*** Data for this exercise ***

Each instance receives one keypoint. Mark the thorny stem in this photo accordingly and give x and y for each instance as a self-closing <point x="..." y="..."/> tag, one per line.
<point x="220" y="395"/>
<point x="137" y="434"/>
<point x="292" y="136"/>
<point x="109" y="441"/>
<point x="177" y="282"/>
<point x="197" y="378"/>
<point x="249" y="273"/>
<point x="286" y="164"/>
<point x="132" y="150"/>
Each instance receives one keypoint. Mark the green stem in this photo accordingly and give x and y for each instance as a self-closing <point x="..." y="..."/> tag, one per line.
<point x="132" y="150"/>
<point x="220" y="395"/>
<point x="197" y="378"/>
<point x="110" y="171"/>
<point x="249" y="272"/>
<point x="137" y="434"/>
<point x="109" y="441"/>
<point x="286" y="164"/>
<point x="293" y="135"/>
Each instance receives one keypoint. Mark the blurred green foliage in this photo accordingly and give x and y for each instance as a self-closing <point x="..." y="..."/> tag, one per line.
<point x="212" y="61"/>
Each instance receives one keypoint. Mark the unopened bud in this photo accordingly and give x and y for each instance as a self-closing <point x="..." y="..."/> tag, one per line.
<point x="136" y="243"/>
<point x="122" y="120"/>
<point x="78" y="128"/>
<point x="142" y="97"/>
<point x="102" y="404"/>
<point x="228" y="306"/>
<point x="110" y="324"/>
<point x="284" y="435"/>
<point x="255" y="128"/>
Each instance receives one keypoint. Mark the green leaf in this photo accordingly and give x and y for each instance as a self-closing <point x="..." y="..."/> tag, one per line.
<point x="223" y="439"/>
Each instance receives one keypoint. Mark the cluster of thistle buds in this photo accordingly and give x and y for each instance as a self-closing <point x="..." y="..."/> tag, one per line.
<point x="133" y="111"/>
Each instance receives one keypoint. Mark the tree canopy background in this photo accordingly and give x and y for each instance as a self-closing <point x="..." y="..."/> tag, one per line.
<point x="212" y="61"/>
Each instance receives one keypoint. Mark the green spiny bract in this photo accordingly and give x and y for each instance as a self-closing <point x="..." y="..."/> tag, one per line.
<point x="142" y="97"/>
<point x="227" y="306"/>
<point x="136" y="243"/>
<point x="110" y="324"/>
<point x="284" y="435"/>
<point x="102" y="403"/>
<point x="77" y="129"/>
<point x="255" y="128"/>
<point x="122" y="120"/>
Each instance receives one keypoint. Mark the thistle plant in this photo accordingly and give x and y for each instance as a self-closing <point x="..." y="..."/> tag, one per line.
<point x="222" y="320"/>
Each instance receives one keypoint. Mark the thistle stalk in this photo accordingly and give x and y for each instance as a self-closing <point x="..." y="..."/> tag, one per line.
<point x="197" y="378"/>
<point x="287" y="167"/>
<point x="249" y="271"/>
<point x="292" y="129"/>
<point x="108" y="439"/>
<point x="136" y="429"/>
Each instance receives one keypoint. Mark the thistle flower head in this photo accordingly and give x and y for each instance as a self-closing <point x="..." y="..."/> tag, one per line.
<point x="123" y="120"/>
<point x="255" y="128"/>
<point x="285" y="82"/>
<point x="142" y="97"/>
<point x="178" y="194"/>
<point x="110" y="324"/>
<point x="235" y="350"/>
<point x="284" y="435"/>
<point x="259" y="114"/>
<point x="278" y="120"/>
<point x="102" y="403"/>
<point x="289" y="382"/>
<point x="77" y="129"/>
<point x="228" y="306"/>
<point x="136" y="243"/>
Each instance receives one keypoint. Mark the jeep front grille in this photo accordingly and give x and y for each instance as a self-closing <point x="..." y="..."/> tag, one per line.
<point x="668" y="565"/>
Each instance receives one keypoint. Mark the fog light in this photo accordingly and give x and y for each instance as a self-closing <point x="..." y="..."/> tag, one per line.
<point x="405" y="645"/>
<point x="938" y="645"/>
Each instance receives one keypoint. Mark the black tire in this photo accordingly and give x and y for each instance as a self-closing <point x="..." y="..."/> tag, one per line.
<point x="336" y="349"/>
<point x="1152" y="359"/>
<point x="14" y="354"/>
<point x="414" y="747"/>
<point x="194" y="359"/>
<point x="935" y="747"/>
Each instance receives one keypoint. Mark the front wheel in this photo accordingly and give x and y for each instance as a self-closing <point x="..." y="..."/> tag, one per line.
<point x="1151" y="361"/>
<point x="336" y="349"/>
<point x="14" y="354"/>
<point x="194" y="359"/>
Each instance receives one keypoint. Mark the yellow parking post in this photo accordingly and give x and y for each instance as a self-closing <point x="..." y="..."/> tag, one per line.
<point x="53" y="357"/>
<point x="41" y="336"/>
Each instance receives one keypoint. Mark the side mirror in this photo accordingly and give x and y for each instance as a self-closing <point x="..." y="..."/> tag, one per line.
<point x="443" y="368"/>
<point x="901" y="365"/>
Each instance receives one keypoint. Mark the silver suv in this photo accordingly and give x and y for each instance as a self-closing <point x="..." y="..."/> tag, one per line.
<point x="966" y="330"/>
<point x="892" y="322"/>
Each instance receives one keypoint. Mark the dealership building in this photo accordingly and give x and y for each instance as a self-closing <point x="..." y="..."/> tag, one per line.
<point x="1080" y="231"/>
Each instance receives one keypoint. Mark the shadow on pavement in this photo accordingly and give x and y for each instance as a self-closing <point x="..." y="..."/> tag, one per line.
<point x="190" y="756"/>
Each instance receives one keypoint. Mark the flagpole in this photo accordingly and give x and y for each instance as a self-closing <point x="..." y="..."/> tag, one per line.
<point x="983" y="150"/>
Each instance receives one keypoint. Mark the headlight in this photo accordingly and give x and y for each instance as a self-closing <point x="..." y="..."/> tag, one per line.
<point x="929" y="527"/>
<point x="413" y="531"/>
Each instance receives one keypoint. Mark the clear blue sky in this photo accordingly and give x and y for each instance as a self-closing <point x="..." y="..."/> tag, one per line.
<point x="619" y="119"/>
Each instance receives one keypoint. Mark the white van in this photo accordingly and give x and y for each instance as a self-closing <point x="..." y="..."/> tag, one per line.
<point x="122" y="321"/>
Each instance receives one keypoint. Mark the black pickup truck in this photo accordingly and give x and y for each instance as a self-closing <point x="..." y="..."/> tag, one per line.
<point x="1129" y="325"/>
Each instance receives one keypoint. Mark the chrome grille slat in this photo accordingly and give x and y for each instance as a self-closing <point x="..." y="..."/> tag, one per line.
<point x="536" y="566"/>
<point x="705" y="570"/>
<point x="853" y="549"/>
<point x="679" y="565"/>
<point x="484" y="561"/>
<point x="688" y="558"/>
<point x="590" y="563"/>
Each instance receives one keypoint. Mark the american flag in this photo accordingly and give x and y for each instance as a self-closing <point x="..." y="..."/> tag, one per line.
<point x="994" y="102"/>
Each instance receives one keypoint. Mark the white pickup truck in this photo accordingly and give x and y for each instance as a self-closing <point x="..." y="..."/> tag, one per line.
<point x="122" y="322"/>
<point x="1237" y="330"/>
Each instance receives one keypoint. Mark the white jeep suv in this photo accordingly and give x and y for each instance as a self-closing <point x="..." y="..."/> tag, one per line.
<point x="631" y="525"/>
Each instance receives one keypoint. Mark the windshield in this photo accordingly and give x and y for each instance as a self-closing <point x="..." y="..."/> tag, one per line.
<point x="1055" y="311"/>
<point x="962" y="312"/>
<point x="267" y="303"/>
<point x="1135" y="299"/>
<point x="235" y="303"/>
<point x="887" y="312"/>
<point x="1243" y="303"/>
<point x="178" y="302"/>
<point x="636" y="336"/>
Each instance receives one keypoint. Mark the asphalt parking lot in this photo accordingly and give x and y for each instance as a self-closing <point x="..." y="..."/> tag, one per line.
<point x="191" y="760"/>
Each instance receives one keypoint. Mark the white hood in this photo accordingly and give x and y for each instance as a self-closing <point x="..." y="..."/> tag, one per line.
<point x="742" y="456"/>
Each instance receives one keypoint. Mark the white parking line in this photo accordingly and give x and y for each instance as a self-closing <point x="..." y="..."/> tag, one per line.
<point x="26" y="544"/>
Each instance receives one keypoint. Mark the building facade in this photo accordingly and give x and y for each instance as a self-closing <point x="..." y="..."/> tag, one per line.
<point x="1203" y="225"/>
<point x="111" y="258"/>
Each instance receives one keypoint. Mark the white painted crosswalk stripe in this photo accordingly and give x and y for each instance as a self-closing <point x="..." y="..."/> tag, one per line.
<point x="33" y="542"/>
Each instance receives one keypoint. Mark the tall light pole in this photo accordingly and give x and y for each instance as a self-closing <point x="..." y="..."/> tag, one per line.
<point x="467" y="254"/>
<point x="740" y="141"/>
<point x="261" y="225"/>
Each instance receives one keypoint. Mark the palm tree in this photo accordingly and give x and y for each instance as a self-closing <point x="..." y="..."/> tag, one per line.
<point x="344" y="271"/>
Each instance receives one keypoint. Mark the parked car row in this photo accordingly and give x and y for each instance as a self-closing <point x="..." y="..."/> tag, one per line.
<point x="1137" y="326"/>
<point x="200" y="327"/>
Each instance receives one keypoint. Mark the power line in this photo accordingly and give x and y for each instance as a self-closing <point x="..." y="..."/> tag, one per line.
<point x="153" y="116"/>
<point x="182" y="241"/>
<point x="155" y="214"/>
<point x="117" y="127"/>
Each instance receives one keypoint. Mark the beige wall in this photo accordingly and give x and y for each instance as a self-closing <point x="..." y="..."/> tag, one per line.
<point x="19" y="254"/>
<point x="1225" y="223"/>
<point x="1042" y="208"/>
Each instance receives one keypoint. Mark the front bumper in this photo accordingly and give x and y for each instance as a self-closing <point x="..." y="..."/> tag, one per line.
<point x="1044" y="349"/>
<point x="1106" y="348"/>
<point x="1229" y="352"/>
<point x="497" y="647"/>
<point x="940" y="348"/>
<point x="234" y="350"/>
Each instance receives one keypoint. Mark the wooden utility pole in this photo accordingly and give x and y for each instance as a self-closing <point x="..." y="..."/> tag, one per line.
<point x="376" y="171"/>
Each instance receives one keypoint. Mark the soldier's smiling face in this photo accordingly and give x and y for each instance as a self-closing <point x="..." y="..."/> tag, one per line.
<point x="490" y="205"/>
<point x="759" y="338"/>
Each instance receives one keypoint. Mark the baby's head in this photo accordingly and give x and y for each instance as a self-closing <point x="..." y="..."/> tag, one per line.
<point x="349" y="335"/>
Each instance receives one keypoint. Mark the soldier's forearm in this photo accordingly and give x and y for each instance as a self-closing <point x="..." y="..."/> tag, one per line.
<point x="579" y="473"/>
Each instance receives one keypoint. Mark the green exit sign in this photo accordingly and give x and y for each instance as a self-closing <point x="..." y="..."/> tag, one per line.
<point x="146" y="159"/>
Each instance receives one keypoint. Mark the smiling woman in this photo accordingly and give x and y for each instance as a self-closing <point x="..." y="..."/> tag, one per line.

*** End of Data for this exercise ***

Produce an exact copy of each line from the one holding "Each instance receives one keypoint. Mark the wooden" through the last line of the records, both included, and nothing more.

▶ _Finished exercise_:
Each instance receives one keypoint. Mark the wooden utility pole in this photo accordingly and give x and y for each instance as a self-closing <point x="..." y="..."/> tag, one per line.
<point x="376" y="171"/>
Each instance receives one keypoint. Mark the soldier's smiling face in this photo accordingly and give x and y for each instance as a self-closing <point x="..." y="..."/> tag, one per line.
<point x="490" y="205"/>
<point x="759" y="338"/>
Each instance receives one keypoint. Mark the baby's head in this photo accordingly and give x and y for each instance as a self-closing <point x="..." y="..."/> tag, one per line.
<point x="349" y="335"/>
Each instance receives one keypoint. Mark the soldier's forearm in this photo accordingly and give x and y for each instance as a self-closing <point x="..." y="..."/> tag, one per line.
<point x="579" y="473"/>
Each instance receives one keypoint. Mark the green exit sign in this photo accordingly and give x and y for each instance as a self-closing <point x="..." y="..."/> tag, one per line.
<point x="146" y="159"/>
Each instance receives one keypoint. Mark the smiling woman in this photo accordingly and give x and y for each instance as a self-closing <point x="..." y="..."/> tag, one per line.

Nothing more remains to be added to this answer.